Exercise instructions >> Pull out every line below that contains the string "suitcase", treating uppercase and lowercase as different, and copy each such line in full.

[Stored items from a collection]
## START
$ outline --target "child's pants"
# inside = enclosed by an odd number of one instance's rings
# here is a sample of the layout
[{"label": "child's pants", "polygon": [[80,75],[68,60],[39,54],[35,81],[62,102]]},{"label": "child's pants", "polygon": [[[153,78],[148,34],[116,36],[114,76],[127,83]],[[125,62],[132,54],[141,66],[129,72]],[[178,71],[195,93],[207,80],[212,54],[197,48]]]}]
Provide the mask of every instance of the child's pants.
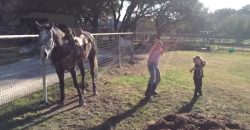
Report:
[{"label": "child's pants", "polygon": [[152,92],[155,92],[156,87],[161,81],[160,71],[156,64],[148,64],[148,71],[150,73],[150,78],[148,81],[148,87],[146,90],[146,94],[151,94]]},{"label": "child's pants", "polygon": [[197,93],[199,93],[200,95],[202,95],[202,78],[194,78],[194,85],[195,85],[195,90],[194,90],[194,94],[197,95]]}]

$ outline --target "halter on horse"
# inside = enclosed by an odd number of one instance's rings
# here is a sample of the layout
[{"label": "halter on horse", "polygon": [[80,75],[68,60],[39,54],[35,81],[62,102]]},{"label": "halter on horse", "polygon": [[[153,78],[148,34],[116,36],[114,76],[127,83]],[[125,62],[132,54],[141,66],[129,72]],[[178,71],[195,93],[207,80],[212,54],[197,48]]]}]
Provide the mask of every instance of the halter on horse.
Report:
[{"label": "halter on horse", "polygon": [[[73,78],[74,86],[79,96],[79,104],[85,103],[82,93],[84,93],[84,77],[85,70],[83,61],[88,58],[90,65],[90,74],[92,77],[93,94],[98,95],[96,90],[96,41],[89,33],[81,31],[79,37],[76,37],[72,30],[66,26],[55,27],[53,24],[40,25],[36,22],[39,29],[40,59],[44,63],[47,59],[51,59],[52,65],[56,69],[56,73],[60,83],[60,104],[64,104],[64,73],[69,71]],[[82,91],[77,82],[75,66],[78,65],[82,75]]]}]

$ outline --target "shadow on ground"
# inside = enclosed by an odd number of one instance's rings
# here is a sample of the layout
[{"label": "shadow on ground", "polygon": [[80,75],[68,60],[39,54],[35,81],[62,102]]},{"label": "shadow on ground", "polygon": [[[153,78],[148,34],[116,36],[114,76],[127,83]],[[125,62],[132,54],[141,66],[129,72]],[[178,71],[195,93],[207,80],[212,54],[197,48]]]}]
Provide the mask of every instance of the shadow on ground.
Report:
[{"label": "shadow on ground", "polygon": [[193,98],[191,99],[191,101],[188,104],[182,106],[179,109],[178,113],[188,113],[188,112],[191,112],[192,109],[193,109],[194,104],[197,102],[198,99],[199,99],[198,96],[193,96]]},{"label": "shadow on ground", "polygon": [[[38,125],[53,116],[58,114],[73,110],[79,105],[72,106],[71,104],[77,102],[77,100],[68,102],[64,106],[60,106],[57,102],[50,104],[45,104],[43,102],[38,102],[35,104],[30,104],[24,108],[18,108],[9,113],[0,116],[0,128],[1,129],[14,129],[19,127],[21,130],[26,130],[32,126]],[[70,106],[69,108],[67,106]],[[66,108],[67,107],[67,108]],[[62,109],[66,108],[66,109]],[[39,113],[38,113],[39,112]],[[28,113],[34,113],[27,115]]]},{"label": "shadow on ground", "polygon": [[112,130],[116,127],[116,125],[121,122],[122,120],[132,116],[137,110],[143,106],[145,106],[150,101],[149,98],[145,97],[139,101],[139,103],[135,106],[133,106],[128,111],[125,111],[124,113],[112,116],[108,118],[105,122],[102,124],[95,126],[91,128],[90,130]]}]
## END
## START
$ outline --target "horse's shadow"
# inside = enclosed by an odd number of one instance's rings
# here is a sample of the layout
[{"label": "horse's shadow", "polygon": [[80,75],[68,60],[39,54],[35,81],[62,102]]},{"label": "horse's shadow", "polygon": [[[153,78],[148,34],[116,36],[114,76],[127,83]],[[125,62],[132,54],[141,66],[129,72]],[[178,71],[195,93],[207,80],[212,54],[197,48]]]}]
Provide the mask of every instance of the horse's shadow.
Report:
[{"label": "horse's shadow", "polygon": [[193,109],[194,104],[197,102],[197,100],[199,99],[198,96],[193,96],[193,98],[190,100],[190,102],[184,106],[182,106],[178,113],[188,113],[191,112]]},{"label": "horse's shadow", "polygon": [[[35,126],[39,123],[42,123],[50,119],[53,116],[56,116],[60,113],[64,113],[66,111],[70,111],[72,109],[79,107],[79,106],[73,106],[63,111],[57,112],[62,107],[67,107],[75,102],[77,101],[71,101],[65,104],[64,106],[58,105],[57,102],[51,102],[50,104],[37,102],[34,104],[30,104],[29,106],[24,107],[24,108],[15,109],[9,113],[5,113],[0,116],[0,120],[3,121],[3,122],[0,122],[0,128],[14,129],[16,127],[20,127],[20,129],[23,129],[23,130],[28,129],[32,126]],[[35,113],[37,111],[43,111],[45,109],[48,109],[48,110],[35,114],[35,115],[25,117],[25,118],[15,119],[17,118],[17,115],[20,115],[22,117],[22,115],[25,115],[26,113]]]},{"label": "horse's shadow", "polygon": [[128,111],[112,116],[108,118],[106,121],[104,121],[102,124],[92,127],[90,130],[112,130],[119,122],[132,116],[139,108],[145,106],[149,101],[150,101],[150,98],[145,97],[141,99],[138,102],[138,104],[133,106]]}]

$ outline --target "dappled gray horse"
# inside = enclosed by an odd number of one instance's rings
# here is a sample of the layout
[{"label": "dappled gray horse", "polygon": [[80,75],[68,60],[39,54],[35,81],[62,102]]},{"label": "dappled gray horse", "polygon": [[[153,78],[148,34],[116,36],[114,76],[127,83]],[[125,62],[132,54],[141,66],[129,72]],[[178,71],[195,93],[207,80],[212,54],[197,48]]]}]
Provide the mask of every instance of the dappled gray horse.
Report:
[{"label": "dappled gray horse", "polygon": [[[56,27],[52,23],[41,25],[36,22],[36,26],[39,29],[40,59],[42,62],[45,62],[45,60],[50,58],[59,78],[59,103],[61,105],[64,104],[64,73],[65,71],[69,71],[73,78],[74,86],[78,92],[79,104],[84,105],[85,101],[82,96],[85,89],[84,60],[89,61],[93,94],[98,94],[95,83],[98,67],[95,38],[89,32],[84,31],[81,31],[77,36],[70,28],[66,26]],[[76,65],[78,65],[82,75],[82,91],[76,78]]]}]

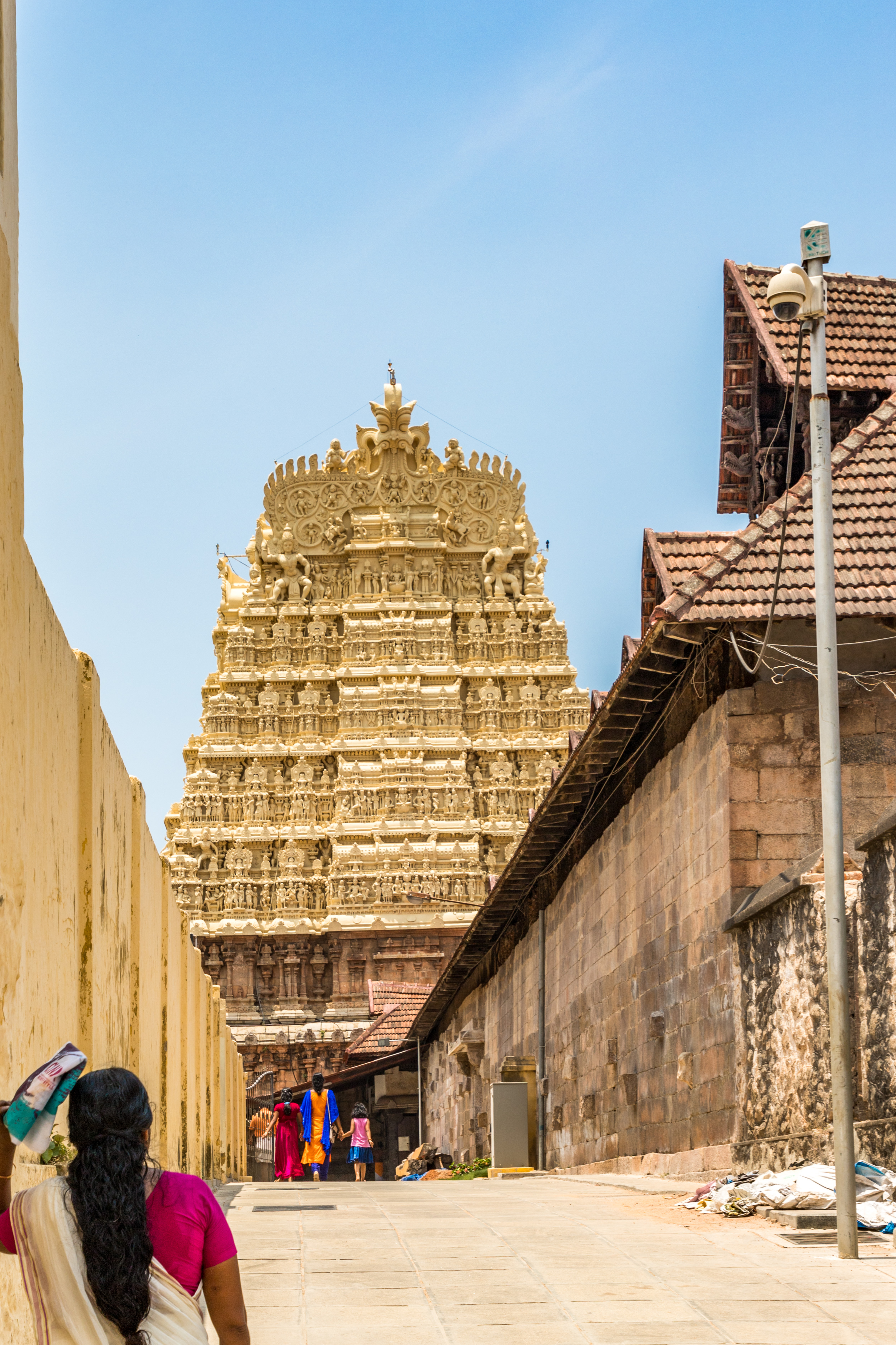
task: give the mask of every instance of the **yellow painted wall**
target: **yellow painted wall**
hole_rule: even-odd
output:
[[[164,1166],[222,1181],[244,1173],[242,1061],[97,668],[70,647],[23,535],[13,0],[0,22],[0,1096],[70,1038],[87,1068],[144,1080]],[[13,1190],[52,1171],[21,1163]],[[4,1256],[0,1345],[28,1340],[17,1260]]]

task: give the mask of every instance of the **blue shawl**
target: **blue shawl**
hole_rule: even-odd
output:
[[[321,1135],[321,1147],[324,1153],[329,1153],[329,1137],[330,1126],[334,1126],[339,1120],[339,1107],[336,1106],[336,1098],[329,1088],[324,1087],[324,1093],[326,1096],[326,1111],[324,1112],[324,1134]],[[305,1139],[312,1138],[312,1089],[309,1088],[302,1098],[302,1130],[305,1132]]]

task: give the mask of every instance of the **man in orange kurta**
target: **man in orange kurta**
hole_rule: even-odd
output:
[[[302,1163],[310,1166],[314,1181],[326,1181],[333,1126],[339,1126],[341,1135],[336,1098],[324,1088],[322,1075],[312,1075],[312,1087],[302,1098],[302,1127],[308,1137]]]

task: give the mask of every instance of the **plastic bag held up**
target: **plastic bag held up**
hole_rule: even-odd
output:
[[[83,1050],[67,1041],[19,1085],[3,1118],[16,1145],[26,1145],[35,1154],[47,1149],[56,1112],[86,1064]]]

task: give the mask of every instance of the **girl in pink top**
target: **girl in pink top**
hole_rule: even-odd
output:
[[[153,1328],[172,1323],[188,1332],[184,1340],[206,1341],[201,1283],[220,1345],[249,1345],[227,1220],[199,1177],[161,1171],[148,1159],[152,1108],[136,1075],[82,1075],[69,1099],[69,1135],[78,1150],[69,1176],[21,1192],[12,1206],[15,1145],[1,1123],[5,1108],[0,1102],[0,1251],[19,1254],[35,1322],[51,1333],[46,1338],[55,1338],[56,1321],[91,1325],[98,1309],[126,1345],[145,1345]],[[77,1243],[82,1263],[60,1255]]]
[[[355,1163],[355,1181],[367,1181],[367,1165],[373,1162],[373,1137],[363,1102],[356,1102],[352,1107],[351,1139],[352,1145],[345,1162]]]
## END
## START
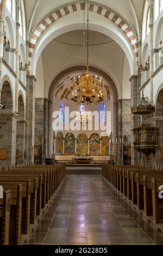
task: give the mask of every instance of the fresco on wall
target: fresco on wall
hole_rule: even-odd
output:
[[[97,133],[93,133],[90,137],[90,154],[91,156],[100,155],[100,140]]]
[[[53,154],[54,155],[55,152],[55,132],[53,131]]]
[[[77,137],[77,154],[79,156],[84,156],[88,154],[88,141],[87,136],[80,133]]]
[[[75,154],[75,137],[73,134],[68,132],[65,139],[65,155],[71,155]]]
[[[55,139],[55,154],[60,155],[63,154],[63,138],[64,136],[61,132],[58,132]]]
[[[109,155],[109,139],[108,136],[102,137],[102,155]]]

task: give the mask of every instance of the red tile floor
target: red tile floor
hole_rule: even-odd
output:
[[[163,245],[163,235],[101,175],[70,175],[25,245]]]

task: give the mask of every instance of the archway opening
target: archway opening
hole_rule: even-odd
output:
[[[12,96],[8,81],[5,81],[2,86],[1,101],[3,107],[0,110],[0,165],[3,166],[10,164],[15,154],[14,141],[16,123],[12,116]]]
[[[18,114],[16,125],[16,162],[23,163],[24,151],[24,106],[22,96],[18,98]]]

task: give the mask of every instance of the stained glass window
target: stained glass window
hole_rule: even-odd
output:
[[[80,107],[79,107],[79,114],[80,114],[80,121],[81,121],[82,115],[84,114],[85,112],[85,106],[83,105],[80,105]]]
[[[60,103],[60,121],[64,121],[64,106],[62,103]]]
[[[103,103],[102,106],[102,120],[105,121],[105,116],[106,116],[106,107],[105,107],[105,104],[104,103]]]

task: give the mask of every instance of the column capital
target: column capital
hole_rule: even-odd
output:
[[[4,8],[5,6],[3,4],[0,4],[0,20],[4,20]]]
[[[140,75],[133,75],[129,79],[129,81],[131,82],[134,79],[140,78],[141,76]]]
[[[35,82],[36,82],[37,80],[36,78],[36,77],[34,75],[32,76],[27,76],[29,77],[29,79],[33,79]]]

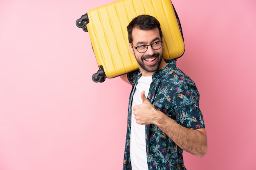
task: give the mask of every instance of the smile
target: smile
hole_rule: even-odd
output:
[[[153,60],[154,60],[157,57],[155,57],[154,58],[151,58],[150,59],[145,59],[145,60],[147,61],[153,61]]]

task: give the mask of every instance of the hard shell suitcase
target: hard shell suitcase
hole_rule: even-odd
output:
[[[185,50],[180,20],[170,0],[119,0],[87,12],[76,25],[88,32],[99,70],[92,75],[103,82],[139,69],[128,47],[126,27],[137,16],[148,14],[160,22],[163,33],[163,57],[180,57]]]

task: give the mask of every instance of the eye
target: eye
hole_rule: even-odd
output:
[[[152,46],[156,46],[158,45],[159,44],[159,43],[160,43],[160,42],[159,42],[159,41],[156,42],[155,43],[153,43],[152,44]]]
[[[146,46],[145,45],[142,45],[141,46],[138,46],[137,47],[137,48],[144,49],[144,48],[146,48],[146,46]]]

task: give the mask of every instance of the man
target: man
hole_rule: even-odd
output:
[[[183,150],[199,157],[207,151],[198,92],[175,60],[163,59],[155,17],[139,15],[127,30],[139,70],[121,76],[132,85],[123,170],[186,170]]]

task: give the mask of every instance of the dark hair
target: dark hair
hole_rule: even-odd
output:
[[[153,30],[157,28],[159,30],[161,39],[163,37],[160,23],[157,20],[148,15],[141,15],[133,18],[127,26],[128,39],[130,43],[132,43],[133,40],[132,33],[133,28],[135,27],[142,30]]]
## END
Response >>
task: give the mask of every instance of the hard shell suitcase
target: hard shell suitcase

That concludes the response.